Records for the task:
-- Opening Marker --
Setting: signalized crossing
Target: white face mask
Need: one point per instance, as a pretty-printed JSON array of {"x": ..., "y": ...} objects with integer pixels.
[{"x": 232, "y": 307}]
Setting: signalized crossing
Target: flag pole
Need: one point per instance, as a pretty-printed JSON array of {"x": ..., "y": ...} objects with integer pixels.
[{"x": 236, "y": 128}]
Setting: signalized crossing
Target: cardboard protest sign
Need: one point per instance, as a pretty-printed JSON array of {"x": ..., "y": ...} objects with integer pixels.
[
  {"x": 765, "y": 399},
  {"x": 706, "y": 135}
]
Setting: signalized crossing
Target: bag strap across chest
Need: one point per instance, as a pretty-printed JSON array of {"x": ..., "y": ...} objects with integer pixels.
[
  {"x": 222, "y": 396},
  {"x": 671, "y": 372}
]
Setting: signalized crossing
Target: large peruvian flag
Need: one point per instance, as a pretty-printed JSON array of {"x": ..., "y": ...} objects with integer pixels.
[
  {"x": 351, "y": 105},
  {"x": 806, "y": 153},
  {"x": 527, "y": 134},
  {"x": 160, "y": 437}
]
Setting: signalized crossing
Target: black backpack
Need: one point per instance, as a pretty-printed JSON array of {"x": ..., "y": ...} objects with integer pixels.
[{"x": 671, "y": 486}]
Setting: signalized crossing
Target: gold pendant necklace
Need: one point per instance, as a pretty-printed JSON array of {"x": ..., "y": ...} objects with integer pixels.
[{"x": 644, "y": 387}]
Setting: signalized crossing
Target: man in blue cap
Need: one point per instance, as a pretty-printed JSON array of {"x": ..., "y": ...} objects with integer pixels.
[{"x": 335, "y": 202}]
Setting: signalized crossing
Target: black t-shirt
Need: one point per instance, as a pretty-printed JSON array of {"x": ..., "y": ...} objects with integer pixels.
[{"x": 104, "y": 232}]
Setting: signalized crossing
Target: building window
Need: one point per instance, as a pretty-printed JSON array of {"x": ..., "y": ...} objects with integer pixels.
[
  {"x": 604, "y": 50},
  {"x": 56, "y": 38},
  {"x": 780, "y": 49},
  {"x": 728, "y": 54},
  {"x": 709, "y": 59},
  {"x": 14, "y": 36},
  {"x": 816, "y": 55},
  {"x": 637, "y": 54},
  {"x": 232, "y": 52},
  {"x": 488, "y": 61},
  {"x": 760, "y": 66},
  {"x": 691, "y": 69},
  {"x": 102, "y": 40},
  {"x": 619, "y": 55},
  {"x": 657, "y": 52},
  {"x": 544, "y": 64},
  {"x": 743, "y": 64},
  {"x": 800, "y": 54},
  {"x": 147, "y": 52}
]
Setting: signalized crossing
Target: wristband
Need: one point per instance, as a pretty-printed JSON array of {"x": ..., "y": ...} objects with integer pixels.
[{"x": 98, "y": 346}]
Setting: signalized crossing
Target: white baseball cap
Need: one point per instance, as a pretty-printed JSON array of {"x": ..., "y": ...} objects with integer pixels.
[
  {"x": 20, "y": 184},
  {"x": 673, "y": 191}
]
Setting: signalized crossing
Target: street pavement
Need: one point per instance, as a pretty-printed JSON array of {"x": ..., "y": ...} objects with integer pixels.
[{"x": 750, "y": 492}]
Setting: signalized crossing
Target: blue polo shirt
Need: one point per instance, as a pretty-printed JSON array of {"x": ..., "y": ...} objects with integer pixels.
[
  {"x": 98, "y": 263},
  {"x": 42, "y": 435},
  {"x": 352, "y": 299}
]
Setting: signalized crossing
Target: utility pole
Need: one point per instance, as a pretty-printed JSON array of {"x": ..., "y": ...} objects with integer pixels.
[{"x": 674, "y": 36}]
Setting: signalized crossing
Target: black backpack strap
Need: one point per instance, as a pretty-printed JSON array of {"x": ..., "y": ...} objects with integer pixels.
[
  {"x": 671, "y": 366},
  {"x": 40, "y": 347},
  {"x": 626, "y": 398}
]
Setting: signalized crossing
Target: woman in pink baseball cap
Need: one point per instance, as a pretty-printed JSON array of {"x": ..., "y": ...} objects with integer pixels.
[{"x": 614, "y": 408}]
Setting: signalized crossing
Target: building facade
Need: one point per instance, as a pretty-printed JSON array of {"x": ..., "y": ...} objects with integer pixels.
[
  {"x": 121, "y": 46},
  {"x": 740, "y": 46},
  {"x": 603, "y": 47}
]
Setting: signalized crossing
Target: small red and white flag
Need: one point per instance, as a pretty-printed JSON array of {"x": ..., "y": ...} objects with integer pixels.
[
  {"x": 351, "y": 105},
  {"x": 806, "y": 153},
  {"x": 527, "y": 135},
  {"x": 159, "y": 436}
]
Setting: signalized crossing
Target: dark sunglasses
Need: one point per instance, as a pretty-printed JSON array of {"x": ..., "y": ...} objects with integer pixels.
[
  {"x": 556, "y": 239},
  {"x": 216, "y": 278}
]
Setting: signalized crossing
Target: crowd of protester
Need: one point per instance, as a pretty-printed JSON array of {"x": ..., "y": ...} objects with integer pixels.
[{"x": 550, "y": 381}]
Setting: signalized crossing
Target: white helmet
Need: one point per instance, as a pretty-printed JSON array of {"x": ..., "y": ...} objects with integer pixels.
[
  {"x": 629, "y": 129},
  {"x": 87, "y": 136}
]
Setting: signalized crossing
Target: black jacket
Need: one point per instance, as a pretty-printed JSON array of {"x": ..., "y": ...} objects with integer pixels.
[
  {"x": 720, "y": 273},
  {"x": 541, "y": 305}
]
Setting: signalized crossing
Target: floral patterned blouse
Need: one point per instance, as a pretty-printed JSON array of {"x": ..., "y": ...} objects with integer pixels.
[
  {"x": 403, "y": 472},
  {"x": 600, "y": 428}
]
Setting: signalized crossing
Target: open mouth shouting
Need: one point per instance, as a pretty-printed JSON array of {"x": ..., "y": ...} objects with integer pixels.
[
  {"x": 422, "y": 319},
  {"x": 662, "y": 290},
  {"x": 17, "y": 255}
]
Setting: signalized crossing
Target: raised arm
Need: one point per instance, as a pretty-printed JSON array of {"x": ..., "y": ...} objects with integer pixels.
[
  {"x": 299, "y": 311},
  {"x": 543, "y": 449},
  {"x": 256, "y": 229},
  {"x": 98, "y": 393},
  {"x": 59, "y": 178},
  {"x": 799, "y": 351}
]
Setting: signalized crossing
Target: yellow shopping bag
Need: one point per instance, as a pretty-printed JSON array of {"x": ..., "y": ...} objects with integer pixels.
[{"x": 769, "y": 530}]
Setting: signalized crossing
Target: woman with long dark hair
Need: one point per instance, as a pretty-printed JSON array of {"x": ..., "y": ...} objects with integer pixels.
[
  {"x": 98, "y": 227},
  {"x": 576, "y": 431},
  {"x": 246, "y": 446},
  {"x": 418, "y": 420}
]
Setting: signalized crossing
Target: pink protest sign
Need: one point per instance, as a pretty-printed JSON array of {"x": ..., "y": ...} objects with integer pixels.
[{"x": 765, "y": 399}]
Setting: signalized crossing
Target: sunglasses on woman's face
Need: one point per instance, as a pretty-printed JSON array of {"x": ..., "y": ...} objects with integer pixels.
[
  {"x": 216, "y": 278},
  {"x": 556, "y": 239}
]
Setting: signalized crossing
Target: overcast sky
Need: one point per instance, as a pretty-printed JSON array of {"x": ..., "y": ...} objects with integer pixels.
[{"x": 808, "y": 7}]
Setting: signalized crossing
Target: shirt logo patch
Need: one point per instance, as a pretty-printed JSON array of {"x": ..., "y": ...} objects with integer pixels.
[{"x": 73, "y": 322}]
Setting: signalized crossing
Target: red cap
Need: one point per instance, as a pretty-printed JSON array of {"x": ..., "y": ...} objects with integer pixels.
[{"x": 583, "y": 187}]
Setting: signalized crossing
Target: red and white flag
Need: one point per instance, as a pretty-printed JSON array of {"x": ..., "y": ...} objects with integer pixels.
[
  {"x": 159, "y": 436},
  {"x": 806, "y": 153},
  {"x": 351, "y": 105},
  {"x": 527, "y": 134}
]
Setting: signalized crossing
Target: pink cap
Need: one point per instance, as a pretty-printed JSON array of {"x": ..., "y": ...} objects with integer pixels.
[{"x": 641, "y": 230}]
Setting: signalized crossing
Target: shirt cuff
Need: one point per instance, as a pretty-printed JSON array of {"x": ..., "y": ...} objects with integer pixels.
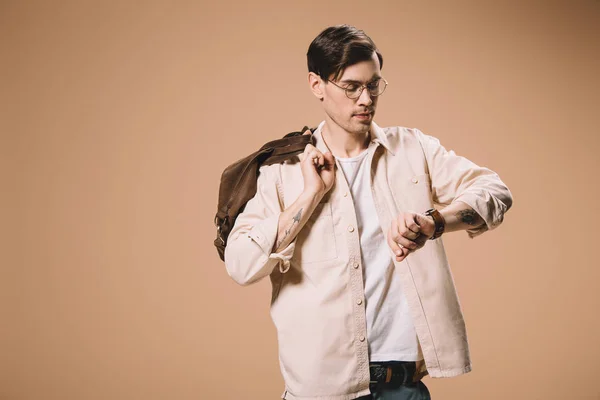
[
  {"x": 491, "y": 211},
  {"x": 264, "y": 234}
]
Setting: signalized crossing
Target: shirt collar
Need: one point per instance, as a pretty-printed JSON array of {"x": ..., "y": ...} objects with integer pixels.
[{"x": 376, "y": 133}]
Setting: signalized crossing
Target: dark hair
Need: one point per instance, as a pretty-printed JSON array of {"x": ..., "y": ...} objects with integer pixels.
[{"x": 338, "y": 47}]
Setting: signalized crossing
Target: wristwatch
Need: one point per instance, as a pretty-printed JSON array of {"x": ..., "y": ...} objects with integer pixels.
[{"x": 440, "y": 222}]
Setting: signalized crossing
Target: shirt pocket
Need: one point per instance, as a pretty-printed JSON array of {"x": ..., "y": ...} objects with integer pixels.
[
  {"x": 414, "y": 192},
  {"x": 316, "y": 240}
]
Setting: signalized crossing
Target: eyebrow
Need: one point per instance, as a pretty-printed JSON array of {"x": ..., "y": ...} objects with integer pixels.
[{"x": 355, "y": 81}]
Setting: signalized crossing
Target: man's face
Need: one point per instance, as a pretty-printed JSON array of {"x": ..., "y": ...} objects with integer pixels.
[{"x": 344, "y": 111}]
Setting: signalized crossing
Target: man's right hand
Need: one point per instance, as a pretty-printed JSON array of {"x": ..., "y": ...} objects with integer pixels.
[{"x": 318, "y": 170}]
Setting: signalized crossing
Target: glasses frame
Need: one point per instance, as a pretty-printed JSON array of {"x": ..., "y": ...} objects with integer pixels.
[{"x": 362, "y": 87}]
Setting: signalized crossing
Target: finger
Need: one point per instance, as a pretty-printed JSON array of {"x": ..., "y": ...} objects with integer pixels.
[
  {"x": 396, "y": 249},
  {"x": 406, "y": 234},
  {"x": 398, "y": 233},
  {"x": 410, "y": 230},
  {"x": 412, "y": 223},
  {"x": 309, "y": 154}
]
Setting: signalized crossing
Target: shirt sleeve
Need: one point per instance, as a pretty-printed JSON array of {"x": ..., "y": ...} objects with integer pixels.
[
  {"x": 249, "y": 255},
  {"x": 455, "y": 178}
]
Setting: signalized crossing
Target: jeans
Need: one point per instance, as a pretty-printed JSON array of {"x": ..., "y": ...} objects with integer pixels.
[{"x": 414, "y": 391}]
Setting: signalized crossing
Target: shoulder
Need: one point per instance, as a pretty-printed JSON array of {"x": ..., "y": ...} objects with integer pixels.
[{"x": 403, "y": 137}]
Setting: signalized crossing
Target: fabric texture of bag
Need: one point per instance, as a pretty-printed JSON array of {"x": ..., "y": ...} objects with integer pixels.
[{"x": 238, "y": 181}]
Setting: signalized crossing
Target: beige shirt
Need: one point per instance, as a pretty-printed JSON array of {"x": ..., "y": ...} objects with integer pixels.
[{"x": 317, "y": 302}]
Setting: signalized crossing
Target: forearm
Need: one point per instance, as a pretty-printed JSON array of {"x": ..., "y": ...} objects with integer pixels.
[
  {"x": 460, "y": 216},
  {"x": 293, "y": 218}
]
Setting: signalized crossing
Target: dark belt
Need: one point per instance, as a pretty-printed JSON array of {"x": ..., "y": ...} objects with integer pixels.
[{"x": 393, "y": 372}]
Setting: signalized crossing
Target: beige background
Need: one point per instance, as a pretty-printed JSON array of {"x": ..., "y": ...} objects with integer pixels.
[{"x": 118, "y": 118}]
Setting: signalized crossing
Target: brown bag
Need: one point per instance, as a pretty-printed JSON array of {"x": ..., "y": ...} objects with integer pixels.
[{"x": 238, "y": 181}]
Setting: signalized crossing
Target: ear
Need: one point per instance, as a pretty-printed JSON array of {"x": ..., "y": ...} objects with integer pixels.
[{"x": 316, "y": 85}]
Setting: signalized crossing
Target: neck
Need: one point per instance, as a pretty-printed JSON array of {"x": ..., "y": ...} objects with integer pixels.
[{"x": 342, "y": 143}]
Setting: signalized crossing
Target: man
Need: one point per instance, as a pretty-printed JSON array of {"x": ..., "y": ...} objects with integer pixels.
[{"x": 363, "y": 298}]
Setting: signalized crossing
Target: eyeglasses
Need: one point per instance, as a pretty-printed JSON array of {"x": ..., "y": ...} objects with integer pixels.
[{"x": 354, "y": 90}]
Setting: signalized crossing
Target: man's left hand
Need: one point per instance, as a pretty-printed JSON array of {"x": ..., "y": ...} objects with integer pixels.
[{"x": 409, "y": 232}]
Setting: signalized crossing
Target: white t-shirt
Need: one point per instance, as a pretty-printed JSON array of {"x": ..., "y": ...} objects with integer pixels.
[{"x": 390, "y": 330}]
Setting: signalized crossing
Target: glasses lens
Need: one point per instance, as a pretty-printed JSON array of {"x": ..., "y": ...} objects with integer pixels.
[
  {"x": 353, "y": 91},
  {"x": 377, "y": 88}
]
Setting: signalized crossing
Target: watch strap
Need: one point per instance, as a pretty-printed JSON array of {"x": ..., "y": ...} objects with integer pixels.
[{"x": 440, "y": 222}]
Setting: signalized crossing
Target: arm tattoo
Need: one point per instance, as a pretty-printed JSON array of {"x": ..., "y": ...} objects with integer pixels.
[
  {"x": 287, "y": 232},
  {"x": 469, "y": 217}
]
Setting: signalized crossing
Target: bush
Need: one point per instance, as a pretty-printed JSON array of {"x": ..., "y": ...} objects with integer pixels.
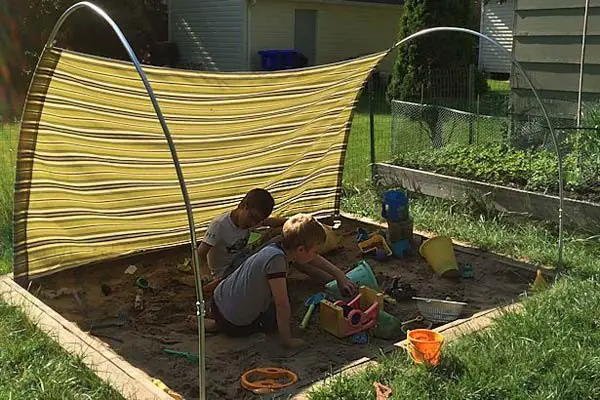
[{"x": 440, "y": 51}]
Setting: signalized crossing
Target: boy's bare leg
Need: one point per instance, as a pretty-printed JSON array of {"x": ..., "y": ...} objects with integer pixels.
[
  {"x": 315, "y": 273},
  {"x": 210, "y": 325}
]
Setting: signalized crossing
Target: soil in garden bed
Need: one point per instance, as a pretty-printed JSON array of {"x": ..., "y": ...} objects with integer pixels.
[{"x": 105, "y": 295}]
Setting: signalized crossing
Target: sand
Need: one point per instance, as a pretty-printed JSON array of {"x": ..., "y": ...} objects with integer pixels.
[{"x": 104, "y": 294}]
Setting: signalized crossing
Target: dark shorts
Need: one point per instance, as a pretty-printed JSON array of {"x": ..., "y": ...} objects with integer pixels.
[{"x": 266, "y": 322}]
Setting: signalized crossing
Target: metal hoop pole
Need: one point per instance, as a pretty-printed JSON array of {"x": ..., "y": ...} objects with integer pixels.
[
  {"x": 537, "y": 97},
  {"x": 199, "y": 298}
]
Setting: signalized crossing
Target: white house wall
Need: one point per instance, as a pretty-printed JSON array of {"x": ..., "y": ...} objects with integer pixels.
[
  {"x": 343, "y": 30},
  {"x": 497, "y": 23},
  {"x": 210, "y": 34}
]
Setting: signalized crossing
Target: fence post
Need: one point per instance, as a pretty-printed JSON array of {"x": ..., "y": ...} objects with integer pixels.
[{"x": 371, "y": 126}]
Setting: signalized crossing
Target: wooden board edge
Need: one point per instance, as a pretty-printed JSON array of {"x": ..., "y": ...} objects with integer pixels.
[{"x": 128, "y": 380}]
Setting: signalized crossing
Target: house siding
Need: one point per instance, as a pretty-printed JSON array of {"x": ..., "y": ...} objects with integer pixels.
[
  {"x": 497, "y": 23},
  {"x": 343, "y": 30},
  {"x": 547, "y": 41},
  {"x": 210, "y": 34}
]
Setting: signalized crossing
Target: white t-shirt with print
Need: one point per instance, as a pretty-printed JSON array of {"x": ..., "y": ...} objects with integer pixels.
[{"x": 227, "y": 241}]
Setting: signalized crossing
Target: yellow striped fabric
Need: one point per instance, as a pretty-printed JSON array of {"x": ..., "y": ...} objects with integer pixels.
[{"x": 95, "y": 179}]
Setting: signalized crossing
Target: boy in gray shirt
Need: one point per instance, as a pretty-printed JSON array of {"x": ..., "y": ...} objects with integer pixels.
[{"x": 255, "y": 297}]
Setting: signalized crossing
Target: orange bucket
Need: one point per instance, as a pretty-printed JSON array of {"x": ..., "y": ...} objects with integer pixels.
[{"x": 425, "y": 345}]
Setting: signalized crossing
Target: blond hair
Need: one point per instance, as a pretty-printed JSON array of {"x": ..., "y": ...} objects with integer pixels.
[{"x": 302, "y": 230}]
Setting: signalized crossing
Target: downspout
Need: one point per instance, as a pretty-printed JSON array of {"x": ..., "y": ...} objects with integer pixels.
[{"x": 582, "y": 62}]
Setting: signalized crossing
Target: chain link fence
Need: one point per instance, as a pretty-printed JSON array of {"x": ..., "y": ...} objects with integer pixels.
[{"x": 417, "y": 127}]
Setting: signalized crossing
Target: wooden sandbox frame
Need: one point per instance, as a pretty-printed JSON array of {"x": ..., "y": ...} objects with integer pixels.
[{"x": 135, "y": 384}]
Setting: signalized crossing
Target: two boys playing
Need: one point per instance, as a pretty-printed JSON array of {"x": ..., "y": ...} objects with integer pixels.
[{"x": 253, "y": 296}]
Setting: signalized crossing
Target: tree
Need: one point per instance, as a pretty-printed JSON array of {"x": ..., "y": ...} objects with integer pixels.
[{"x": 444, "y": 50}]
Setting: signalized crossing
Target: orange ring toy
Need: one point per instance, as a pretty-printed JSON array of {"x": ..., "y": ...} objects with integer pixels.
[{"x": 269, "y": 380}]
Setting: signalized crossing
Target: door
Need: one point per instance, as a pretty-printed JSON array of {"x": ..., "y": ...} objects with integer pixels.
[{"x": 305, "y": 34}]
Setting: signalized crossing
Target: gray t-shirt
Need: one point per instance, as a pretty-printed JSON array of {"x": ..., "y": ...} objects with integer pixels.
[
  {"x": 227, "y": 239},
  {"x": 246, "y": 293}
]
-- Closing Marker --
Required work: Look through the material above and print exactly the lines from the one containing "Target: chain link fence" to the one containing "Target: wooden sandbox frame", both included, and nothing more.

Task solution:
Target: chain link fence
Need: one point per instance, as a pretty-printed JSON array of {"x": ..., "y": ...} objects with integer pixels.
[{"x": 417, "y": 127}]
Setting: signalized crossing
Target: wooden sandbox frame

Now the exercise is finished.